[Rows of box annotation data]
======

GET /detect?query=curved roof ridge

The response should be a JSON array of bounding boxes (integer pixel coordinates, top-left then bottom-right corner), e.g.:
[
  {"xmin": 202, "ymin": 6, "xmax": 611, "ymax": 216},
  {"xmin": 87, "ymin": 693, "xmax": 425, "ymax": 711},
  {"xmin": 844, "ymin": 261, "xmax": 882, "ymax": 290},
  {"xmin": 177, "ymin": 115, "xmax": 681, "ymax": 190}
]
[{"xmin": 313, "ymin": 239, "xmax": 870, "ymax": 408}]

======

_Task_. How many lines of the data above contain the string "ymin"? Reply with the number alone.

_Written reply_. 5